[Detection annotation records]
————
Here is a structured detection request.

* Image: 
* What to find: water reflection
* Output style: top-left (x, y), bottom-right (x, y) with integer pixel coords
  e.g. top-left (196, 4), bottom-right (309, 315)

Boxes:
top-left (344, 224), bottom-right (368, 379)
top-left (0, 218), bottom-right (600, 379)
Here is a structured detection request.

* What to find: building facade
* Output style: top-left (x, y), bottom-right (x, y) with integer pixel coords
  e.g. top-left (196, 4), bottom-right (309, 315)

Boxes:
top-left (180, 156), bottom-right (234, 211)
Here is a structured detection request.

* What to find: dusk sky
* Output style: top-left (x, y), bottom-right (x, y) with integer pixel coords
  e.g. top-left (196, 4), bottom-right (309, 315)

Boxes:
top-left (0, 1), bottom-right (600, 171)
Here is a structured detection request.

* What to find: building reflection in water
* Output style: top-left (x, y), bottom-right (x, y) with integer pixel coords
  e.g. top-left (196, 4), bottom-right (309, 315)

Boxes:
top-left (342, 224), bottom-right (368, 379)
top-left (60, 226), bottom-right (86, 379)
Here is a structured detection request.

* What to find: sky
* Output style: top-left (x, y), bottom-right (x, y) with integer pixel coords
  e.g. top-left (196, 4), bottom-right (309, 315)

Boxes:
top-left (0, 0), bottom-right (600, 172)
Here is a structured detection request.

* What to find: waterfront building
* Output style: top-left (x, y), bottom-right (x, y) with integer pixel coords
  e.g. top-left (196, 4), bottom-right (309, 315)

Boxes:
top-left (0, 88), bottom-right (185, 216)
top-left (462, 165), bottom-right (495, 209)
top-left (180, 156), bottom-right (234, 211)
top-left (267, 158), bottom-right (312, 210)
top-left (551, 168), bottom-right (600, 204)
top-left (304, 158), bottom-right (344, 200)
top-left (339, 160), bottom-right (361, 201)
————
Convert the entries above into a Markdown table with the columns "Row" and "Line," one row per line, skipping blank lines.

| Row | Line |
|---|---|
| 1 | Here is a structured detection request. |
| 2 | * Image:  |
| 3 | * What to find: water reflection |
| 4 | * Output style: top-left (x, y), bottom-right (x, y) with integer pixel coords |
| 5 |   e.g. top-left (196, 4), bottom-right (309, 315) |
| 6 | Boxes: |
| 7 | top-left (344, 224), bottom-right (368, 379) |
| 8 | top-left (0, 218), bottom-right (600, 379) |
| 9 | Here is a structured detection request. |
| 10 | * What to find: building facade |
| 11 | * Output style: top-left (x, y), bottom-right (x, y) with integer pixel coords |
| 12 |   e.g. top-left (196, 4), bottom-right (309, 315) |
| 13 | Boxes: |
| 14 | top-left (180, 156), bottom-right (234, 211) |
| 15 | Here is a structured detection request. |
| 16 | * What to find: dusk sky |
| 17 | * Output style: top-left (x, y), bottom-right (x, y) with integer pixel coords |
| 18 |   e.g. top-left (196, 4), bottom-right (309, 315) |
| 19 | Boxes: |
| 20 | top-left (0, 1), bottom-right (600, 171) |
| 21 | Here is a structured detection request. |
| 22 | * What to find: building reflection in water |
| 23 | * Output style: top-left (x, y), bottom-right (x, y) with integer pixel coords |
| 24 |   e.g. top-left (196, 4), bottom-right (309, 315) |
| 25 | Boxes: |
| 26 | top-left (342, 224), bottom-right (368, 379) |
| 27 | top-left (60, 226), bottom-right (86, 379) |
| 28 | Here is a structured detection request. |
| 29 | * What to find: sky |
| 30 | * Output style: top-left (x, y), bottom-right (x, y) with integer pixel coords |
| 31 |   e.g. top-left (196, 4), bottom-right (309, 315) |
| 32 | Boxes: |
| 33 | top-left (0, 0), bottom-right (600, 172) |
| 34 | Here is a structured detection request. |
| 35 | * What to find: waterfront building |
| 36 | * Output style: top-left (x, y), bottom-right (x, y) with integer pixel coords |
| 37 |   e.g. top-left (196, 4), bottom-right (309, 315) |
| 38 | Boxes: |
| 39 | top-left (0, 88), bottom-right (185, 216) |
| 40 | top-left (462, 165), bottom-right (495, 209) |
| 41 | top-left (180, 156), bottom-right (234, 211) |
| 42 | top-left (267, 158), bottom-right (312, 210) |
| 43 | top-left (551, 168), bottom-right (600, 204) |
| 44 | top-left (304, 158), bottom-right (344, 200) |
| 45 | top-left (339, 160), bottom-right (361, 201) |